#### Material shown ####
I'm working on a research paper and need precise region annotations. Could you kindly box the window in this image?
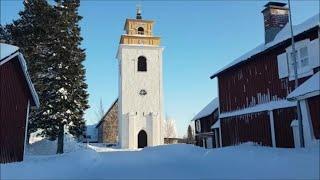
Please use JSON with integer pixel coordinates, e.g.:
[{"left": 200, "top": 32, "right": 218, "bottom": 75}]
[
  {"left": 138, "top": 27, "right": 144, "bottom": 35},
  {"left": 138, "top": 56, "right": 147, "bottom": 72},
  {"left": 299, "top": 47, "right": 309, "bottom": 67},
  {"left": 196, "top": 120, "right": 201, "bottom": 132}
]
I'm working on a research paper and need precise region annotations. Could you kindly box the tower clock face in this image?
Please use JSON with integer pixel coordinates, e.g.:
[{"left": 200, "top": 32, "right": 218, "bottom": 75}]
[{"left": 139, "top": 89, "right": 147, "bottom": 96}]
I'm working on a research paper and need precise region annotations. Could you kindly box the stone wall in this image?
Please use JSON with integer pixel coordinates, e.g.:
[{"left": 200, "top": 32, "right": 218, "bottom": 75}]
[{"left": 98, "top": 101, "right": 118, "bottom": 143}]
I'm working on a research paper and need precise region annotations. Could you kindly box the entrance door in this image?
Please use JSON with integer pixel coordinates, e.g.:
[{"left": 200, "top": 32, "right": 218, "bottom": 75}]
[{"left": 138, "top": 130, "right": 148, "bottom": 148}]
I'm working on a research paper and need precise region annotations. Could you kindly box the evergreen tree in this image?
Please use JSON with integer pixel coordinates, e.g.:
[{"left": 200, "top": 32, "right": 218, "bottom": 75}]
[
  {"left": 3, "top": 0, "right": 88, "bottom": 153},
  {"left": 4, "top": 0, "right": 58, "bottom": 142},
  {"left": 48, "top": 0, "right": 89, "bottom": 153}
]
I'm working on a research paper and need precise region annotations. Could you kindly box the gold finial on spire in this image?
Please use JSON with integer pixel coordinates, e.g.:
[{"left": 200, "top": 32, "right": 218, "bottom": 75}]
[{"left": 136, "top": 3, "right": 142, "bottom": 19}]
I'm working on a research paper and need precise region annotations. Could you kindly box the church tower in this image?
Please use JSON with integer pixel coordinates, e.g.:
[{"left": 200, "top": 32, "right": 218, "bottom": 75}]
[{"left": 117, "top": 8, "right": 164, "bottom": 149}]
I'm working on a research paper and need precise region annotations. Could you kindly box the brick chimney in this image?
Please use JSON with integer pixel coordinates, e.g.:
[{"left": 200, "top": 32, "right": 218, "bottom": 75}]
[{"left": 262, "top": 2, "right": 289, "bottom": 44}]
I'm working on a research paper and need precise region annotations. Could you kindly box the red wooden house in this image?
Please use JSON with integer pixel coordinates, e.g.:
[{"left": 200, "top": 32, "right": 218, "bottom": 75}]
[
  {"left": 211, "top": 2, "right": 320, "bottom": 147},
  {"left": 192, "top": 98, "right": 220, "bottom": 148},
  {"left": 0, "top": 43, "right": 39, "bottom": 163}
]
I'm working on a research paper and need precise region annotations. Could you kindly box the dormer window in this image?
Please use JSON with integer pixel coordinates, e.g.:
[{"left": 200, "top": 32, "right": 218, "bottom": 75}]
[
  {"left": 138, "top": 27, "right": 144, "bottom": 35},
  {"left": 138, "top": 56, "right": 147, "bottom": 72}
]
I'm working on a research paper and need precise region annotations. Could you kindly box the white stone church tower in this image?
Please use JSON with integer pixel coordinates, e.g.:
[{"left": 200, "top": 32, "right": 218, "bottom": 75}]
[{"left": 117, "top": 9, "right": 164, "bottom": 149}]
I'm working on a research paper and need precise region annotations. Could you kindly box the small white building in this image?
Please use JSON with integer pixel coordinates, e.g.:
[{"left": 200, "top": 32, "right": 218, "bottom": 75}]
[{"left": 117, "top": 9, "right": 164, "bottom": 149}]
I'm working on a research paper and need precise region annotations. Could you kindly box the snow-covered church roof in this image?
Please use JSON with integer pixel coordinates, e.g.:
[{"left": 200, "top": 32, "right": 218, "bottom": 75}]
[
  {"left": 0, "top": 43, "right": 40, "bottom": 107},
  {"left": 287, "top": 71, "right": 320, "bottom": 101},
  {"left": 210, "top": 14, "right": 320, "bottom": 79},
  {"left": 192, "top": 97, "right": 219, "bottom": 121}
]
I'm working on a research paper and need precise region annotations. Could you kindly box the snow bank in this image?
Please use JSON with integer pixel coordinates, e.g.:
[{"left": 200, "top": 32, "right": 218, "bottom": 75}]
[
  {"left": 26, "top": 135, "right": 84, "bottom": 155},
  {"left": 1, "top": 143, "right": 320, "bottom": 179}
]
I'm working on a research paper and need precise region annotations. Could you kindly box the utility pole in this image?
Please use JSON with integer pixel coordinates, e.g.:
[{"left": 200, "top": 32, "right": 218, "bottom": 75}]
[{"left": 288, "top": 0, "right": 304, "bottom": 148}]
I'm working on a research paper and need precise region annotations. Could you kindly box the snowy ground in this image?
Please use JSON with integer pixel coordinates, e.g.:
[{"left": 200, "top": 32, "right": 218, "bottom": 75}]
[{"left": 0, "top": 143, "right": 320, "bottom": 179}]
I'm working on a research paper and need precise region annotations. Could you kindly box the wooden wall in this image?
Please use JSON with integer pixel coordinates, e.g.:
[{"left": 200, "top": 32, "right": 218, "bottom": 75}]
[
  {"left": 0, "top": 57, "right": 30, "bottom": 163},
  {"left": 273, "top": 107, "right": 297, "bottom": 148},
  {"left": 220, "top": 111, "right": 272, "bottom": 146},
  {"left": 307, "top": 96, "right": 320, "bottom": 139},
  {"left": 218, "top": 29, "right": 318, "bottom": 113}
]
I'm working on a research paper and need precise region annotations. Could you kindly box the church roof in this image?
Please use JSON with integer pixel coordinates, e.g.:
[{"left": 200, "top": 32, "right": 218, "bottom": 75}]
[{"left": 123, "top": 19, "right": 154, "bottom": 30}]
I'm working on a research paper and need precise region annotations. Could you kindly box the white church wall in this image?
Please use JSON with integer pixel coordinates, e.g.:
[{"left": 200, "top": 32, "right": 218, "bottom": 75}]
[{"left": 117, "top": 45, "right": 163, "bottom": 148}]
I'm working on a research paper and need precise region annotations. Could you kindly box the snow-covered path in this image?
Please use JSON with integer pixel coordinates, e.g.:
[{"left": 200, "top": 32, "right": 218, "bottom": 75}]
[{"left": 1, "top": 144, "right": 320, "bottom": 179}]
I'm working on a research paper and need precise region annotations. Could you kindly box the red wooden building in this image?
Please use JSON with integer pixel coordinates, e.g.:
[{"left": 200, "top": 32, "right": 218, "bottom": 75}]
[
  {"left": 211, "top": 2, "right": 320, "bottom": 147},
  {"left": 192, "top": 98, "right": 220, "bottom": 148},
  {"left": 0, "top": 43, "right": 39, "bottom": 163}
]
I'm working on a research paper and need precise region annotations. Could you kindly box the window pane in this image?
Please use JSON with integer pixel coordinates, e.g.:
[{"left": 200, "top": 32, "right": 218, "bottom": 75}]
[
  {"left": 301, "top": 58, "right": 309, "bottom": 67},
  {"left": 300, "top": 47, "right": 308, "bottom": 58}
]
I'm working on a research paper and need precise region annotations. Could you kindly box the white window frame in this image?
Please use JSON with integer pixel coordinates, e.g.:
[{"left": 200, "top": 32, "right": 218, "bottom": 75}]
[
  {"left": 286, "top": 39, "right": 313, "bottom": 81},
  {"left": 196, "top": 120, "right": 201, "bottom": 132}
]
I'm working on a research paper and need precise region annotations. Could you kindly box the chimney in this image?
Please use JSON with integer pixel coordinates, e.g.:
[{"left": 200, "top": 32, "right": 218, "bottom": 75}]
[{"left": 262, "top": 2, "right": 289, "bottom": 44}]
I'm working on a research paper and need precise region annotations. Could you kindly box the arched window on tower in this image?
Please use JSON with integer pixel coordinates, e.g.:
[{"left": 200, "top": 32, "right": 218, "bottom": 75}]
[
  {"left": 138, "top": 27, "right": 144, "bottom": 35},
  {"left": 138, "top": 56, "right": 147, "bottom": 71}
]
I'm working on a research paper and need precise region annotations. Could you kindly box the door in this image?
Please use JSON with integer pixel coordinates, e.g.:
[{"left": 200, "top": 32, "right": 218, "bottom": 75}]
[{"left": 138, "top": 130, "right": 148, "bottom": 148}]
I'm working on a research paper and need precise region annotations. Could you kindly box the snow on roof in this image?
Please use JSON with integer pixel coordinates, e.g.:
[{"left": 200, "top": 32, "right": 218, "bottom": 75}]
[
  {"left": 211, "top": 119, "right": 220, "bottom": 129},
  {"left": 287, "top": 71, "right": 320, "bottom": 101},
  {"left": 0, "top": 43, "right": 40, "bottom": 107},
  {"left": 219, "top": 100, "right": 297, "bottom": 118},
  {"left": 210, "top": 14, "right": 320, "bottom": 79},
  {"left": 0, "top": 43, "right": 19, "bottom": 61},
  {"left": 192, "top": 98, "right": 219, "bottom": 121}
]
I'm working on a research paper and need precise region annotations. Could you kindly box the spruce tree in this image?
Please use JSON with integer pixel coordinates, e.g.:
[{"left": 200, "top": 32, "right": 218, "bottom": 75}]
[
  {"left": 4, "top": 0, "right": 57, "bottom": 142},
  {"left": 52, "top": 0, "right": 89, "bottom": 153},
  {"left": 3, "top": 0, "right": 88, "bottom": 153}
]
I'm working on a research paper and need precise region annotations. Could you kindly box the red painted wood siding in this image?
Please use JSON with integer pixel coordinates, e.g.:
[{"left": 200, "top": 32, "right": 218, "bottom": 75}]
[
  {"left": 0, "top": 57, "right": 29, "bottom": 163},
  {"left": 273, "top": 107, "right": 297, "bottom": 148},
  {"left": 218, "top": 29, "right": 318, "bottom": 113},
  {"left": 307, "top": 96, "right": 320, "bottom": 139},
  {"left": 220, "top": 112, "right": 272, "bottom": 146}
]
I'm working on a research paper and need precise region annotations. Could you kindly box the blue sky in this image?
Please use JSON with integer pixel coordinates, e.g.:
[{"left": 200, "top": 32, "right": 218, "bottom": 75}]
[{"left": 1, "top": 0, "right": 319, "bottom": 136}]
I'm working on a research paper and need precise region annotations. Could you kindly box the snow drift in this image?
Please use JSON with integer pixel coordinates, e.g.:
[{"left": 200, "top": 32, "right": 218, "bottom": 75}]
[{"left": 1, "top": 143, "right": 319, "bottom": 179}]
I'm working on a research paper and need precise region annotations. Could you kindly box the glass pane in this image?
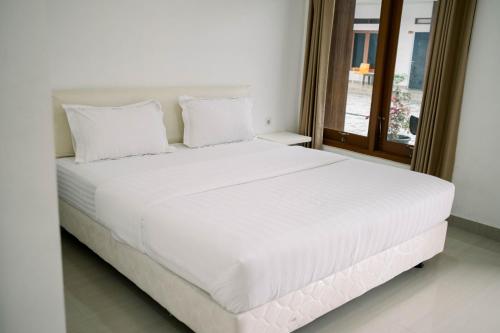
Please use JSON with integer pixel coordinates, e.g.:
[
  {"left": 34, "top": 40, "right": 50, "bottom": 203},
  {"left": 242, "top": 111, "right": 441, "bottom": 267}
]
[
  {"left": 352, "top": 33, "right": 366, "bottom": 67},
  {"left": 387, "top": 0, "right": 435, "bottom": 145},
  {"left": 344, "top": 0, "right": 382, "bottom": 136}
]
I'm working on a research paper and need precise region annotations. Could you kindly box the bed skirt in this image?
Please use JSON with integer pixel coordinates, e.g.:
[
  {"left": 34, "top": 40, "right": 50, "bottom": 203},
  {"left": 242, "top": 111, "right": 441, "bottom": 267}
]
[{"left": 59, "top": 200, "right": 447, "bottom": 333}]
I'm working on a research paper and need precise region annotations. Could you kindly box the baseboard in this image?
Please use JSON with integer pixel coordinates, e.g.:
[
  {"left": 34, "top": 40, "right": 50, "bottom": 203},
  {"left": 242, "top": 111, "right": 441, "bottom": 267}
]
[{"left": 448, "top": 215, "right": 500, "bottom": 242}]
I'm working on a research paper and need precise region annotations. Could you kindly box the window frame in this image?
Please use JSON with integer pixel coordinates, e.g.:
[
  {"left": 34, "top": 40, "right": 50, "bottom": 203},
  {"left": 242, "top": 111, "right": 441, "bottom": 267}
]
[{"left": 323, "top": 0, "right": 435, "bottom": 164}]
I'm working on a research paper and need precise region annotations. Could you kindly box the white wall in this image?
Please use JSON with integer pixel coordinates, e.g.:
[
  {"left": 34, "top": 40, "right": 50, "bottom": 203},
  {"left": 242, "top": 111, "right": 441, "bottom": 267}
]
[
  {"left": 49, "top": 0, "right": 306, "bottom": 132},
  {"left": 0, "top": 0, "right": 65, "bottom": 333},
  {"left": 453, "top": 0, "right": 500, "bottom": 228}
]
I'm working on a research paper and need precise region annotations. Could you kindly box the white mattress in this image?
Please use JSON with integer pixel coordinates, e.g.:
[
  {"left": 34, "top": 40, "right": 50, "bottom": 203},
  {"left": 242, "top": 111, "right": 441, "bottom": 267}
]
[{"left": 58, "top": 141, "right": 454, "bottom": 313}]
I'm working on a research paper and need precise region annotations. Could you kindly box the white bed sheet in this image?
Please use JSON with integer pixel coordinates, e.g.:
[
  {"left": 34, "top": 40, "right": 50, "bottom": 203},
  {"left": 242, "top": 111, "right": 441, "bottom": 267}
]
[{"left": 58, "top": 141, "right": 454, "bottom": 313}]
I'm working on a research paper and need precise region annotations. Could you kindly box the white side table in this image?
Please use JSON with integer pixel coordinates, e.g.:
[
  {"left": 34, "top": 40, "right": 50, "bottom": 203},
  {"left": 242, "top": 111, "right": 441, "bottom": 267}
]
[{"left": 257, "top": 132, "right": 311, "bottom": 146}]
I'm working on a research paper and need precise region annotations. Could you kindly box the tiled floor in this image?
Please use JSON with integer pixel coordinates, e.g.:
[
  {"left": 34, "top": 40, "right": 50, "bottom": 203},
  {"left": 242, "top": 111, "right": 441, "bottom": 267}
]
[{"left": 62, "top": 223, "right": 500, "bottom": 333}]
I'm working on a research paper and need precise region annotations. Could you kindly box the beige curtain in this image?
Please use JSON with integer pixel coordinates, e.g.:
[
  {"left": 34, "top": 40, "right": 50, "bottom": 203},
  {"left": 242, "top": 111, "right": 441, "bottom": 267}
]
[
  {"left": 411, "top": 0, "right": 476, "bottom": 180},
  {"left": 299, "top": 0, "right": 335, "bottom": 149}
]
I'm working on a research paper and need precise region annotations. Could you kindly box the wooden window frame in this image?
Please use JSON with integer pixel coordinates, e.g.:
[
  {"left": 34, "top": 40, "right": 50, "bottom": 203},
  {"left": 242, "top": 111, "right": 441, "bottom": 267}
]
[{"left": 323, "top": 0, "right": 422, "bottom": 164}]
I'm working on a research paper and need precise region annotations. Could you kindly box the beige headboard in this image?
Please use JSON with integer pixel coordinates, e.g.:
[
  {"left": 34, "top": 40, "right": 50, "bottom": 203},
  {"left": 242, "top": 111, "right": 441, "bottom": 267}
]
[{"left": 52, "top": 86, "right": 250, "bottom": 157}]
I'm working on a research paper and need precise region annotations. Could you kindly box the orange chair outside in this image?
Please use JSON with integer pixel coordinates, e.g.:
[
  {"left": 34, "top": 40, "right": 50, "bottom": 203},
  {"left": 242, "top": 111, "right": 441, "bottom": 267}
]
[{"left": 358, "top": 62, "right": 370, "bottom": 74}]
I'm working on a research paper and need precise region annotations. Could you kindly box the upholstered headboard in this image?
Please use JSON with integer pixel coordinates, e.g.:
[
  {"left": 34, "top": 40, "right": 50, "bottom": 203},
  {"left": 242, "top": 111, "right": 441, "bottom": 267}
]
[{"left": 52, "top": 86, "right": 250, "bottom": 157}]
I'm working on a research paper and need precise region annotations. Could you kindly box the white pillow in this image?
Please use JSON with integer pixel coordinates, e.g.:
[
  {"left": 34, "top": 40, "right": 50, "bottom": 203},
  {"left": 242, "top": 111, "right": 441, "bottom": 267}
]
[
  {"left": 179, "top": 96, "right": 255, "bottom": 147},
  {"left": 63, "top": 101, "right": 173, "bottom": 163}
]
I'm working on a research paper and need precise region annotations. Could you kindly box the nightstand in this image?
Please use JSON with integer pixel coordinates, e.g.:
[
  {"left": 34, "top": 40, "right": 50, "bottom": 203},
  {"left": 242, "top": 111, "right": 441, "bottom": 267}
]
[{"left": 257, "top": 132, "right": 311, "bottom": 146}]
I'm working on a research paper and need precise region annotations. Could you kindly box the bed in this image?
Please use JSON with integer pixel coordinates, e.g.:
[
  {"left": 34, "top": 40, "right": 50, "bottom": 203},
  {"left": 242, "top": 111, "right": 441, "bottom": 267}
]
[{"left": 54, "top": 86, "right": 454, "bottom": 333}]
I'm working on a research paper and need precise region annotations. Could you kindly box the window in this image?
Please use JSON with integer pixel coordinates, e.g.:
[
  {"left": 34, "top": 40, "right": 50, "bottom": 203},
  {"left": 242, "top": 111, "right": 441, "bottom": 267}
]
[{"left": 324, "top": 0, "right": 435, "bottom": 163}]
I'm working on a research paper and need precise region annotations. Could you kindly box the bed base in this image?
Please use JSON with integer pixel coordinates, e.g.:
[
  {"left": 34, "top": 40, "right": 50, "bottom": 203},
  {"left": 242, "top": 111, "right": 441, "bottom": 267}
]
[{"left": 59, "top": 200, "right": 447, "bottom": 333}]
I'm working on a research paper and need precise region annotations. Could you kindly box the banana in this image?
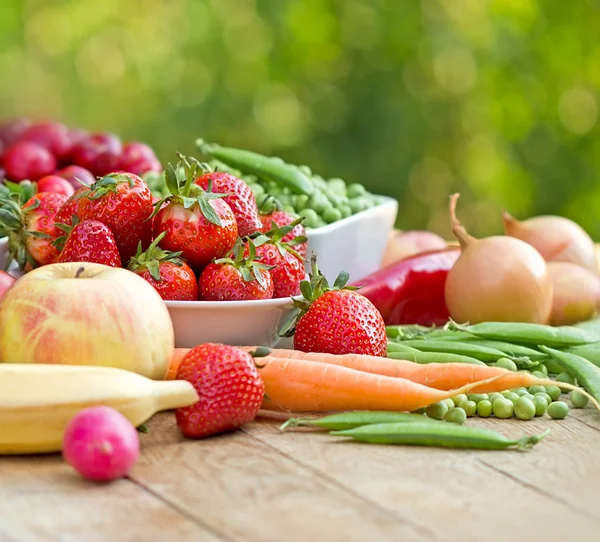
####
Problem to work on »
Report every line above that contains the word "beige", matching case exactly.

Written solution »
I'm working on a research paper and need precise region annotations. Could you kindly box the beige curtain in this image?
I'm working on a research paper and need precise region annotations. Could you kindly box the beige headboard in this image?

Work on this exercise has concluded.